### Consigne
Recopiez mot pour mot le passage de « Pendant longtemps, cette » jusqu'à « pour les hommes. », tiré du texte ci-dessous sur le vote des femmes pour l'extrême droite.

### Texte présenté
# # #
Comment peut-on voter pour un parti qui vous est tout à fait défavorable, voire franchement hostile (les député·es RN s’opposent systématiquement à tous les projets de loi pour réduire les écarts de salaire, entre autres nombreux exemples) ?

Illustration de Camille Dumat

Camille Dumat

25 juin

C’était un fait établi : longtemps, les femmes ont été moins enclines que les hommes à voter pour les droites populistes. Selon la chercheuse Nonna Mayer, c’est en partie lié à des différences de statut socio-professionnel entre les hommes et les femmes. Le gros de l’électorat d’extrême droite se retrouve chez les ouvriers qui se considèrent comme “les grands perdants de la mondialisation”. Les femmes, parce qu’elles exercent des métiers moins manuels, seraient moins exposées à ce sentiment de déclassement. La circulation des idées féministes expliquerait aussi la réticence des femmes, surtout les plus jeunes, à voter pour des partis véhiculant une image traditionnaliste de la femme et de la vie de famille. Chez les femmes plus âgées, Nonna Mayer pointe l’influence de la religion, les propos outranciers et les idées peu charitables véhiculées par les représentants de l’extrême droite qui sont en effet assez loin des préceptes de l’évangile qui prône d’aimer son prochain comme soi-même… 

Pendant longtemps, cette différenciation entre les hommes et les femmes, que l’on appelle en anglais le “Radical Right Gender Gap”, était un phénomène notoire en France. Lors des élections présidentielles de 1995, l’écart de point entre les hommes et les femmes votant Front National était de 7 points. Pour les élections présidentielles de 2012, la première avec Marine Le Pen comme candidate, ce différentiel est parfaitement comblé et l’on observe même lors de l’élection présidentielle de 2017 une inversion de la tendance chez les 18-24 ans où plus d’un tiers des femmes ont voté pour la candidate du Rassemblement National. Entre les élections européennes de 2019 et celles de ce mois de juin, le RN a gagné 10 points dans l’électorat passant de 20% à plus de 30% et selon un sondage Ifop les femmes ont voté à 32% pour la liste de Jordan Bardella contre 31% pour les hommes.
# # #
### Jeu de données

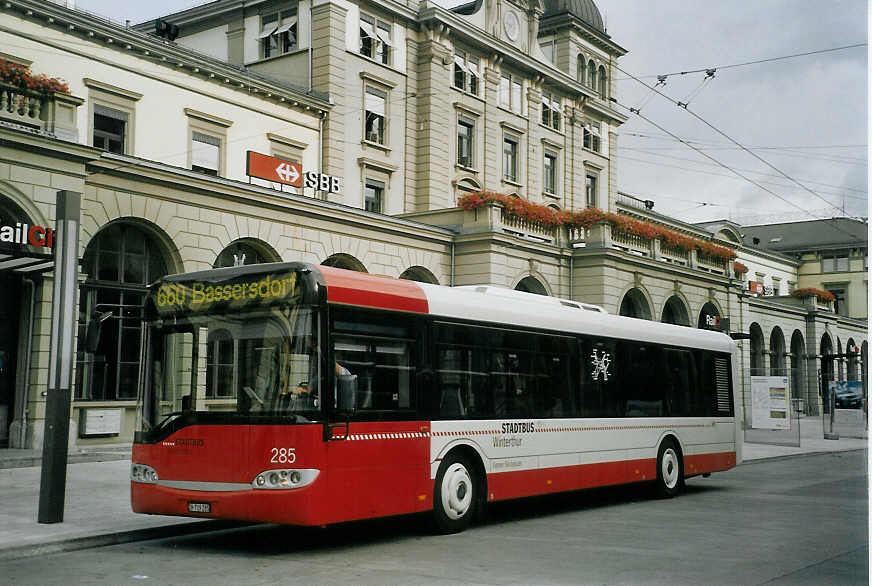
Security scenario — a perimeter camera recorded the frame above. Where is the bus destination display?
[153,272,299,314]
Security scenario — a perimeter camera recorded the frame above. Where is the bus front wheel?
[657,439,684,498]
[433,453,478,533]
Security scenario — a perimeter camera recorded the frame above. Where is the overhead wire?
[615,65,844,217]
[613,96,855,237]
[615,43,868,81]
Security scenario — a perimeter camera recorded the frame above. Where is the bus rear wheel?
[656,439,684,498]
[433,454,479,533]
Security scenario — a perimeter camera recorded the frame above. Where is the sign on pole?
[245,151,342,193]
[245,151,303,187]
[37,191,81,523]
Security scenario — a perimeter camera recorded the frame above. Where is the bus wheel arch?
[655,433,684,498]
[433,444,487,533]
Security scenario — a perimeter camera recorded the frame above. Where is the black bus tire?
[656,438,684,498]
[433,452,480,534]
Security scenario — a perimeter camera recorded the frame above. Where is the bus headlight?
[251,468,320,490]
[130,464,158,484]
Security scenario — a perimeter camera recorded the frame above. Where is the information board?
[751,376,790,429]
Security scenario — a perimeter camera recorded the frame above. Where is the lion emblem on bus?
[590,348,612,381]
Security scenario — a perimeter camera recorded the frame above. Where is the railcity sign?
[0,222,55,248]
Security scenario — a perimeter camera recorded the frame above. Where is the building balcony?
[0,82,84,142]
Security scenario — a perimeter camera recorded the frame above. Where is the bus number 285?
[270,448,297,464]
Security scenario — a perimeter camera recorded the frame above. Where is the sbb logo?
[305,171,340,193]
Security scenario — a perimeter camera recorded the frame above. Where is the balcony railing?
[500,206,559,243]
[0,82,84,142]
[0,82,48,129]
[612,232,651,256]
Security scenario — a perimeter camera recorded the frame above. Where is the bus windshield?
[137,305,323,434]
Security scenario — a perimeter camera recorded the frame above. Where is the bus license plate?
[188,502,212,513]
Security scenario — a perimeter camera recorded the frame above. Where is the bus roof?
[154,262,735,352]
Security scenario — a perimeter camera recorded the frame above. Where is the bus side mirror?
[85,311,112,354]
[336,374,357,414]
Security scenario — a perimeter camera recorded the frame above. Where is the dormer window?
[542,92,560,130]
[454,50,481,96]
[360,13,393,65]
[258,6,299,59]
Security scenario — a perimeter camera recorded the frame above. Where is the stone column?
[481,63,503,191]
[312,2,346,201]
[415,38,456,211]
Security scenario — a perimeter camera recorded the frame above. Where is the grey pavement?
[0,417,867,560]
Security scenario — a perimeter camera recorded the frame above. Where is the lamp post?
[37,191,82,523]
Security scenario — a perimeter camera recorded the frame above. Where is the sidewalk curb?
[0,519,247,561]
[739,448,866,466]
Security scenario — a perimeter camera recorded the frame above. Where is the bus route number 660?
[270,448,297,464]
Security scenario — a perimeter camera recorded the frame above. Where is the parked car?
[834,387,863,409]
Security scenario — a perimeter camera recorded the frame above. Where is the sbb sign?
[245,151,341,193]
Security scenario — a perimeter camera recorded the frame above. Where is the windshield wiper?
[155,411,184,428]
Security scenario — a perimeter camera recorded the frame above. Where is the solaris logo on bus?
[590,348,612,381]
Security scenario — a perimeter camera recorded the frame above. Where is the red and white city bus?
[131,263,741,532]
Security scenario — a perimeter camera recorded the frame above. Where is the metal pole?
[37,191,81,523]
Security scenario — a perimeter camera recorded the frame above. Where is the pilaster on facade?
[312,2,346,200]
[604,125,618,212]
[482,66,503,191]
[412,39,455,210]
[524,81,544,201]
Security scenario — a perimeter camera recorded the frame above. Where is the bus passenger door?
[326,308,432,520]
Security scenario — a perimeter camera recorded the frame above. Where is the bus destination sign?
[152,272,299,314]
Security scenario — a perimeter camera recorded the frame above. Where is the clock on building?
[503,10,521,42]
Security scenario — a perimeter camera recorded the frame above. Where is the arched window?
[749,323,766,376]
[321,252,367,273]
[75,222,168,401]
[599,65,608,100]
[696,302,721,330]
[400,267,439,285]
[769,326,787,376]
[790,330,812,414]
[660,295,690,326]
[515,277,548,295]
[212,240,278,269]
[847,338,860,380]
[618,289,651,320]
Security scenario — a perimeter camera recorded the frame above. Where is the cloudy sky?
[77,0,868,224]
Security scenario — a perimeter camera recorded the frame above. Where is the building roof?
[542,0,606,33]
[741,218,869,252]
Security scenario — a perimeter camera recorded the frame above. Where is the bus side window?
[333,309,417,411]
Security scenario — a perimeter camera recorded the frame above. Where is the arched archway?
[790,330,817,414]
[696,301,721,329]
[515,277,548,296]
[618,288,651,320]
[769,326,787,376]
[845,338,860,380]
[321,252,369,273]
[75,219,175,401]
[660,295,690,326]
[820,333,836,413]
[748,322,766,376]
[400,266,439,285]
[0,190,40,448]
[212,238,281,269]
# # #
### Tâche accomplie
Pendant longtemps, cette différenciation entre les hommes et les femmes, que l’on appelle en anglais le “Radical Right Gender Gap”, était un phénomène notoire en France. Lors des élections présidentielles de 1995, l’écart de point entre les hommes et les femmes votant Front National était de 7 points. Pour les élections présidentielles de 2012, la première avec Marine Le Pen comme candidate, ce différentiel est parfaitement comblé et l’on observe même lors de l’élection présidentielle de 2017 une inversion de la tendance chez les 18-24 ans où plus d’un tiers des femmes ont voté pour la candidate du Rassemblement National. Entre les élections européennes de 2019 et celles de ce mois de juin, le RN a gagné 10 points dans l’électorat passant de 20% à plus de 30% et selon un sondage Ifop les femmes ont voté à 32% pour la liste de Jordan Bardella contre 31% pour les hommes.